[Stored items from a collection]
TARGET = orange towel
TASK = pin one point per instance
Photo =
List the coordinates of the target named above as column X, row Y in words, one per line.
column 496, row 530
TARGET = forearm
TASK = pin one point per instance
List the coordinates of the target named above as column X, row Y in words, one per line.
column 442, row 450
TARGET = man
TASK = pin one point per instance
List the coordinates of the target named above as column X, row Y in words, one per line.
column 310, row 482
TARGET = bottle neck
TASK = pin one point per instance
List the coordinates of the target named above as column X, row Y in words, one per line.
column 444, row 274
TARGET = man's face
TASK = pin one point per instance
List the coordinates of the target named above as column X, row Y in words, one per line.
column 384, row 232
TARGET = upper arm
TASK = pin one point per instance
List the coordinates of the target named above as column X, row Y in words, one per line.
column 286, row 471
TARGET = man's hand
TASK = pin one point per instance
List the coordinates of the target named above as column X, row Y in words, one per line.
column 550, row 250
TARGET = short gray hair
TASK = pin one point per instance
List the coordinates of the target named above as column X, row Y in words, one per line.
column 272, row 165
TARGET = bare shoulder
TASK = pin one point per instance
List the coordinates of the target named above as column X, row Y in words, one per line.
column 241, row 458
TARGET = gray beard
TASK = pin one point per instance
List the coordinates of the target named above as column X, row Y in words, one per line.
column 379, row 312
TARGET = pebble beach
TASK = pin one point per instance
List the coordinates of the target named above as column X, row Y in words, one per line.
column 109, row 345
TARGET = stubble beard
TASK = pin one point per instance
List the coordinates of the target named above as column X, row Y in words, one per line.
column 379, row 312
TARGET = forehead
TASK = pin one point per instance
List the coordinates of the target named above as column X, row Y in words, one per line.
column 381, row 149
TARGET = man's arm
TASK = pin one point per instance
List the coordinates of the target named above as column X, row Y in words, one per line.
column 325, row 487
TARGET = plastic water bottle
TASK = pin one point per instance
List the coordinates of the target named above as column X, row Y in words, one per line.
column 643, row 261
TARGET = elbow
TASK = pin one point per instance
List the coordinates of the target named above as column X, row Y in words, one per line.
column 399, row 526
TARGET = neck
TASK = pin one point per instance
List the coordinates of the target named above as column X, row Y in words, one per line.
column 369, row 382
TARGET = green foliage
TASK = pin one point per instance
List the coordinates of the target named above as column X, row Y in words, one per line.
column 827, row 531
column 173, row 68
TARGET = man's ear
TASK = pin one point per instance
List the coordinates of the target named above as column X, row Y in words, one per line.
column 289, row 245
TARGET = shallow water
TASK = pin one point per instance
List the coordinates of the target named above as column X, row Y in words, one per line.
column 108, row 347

> EXERCISE GOAL
The answer must be every line of the data that contains the word "water".

> TASK SOLUTION
TARGET = plastic water bottle
TARGET = shallow water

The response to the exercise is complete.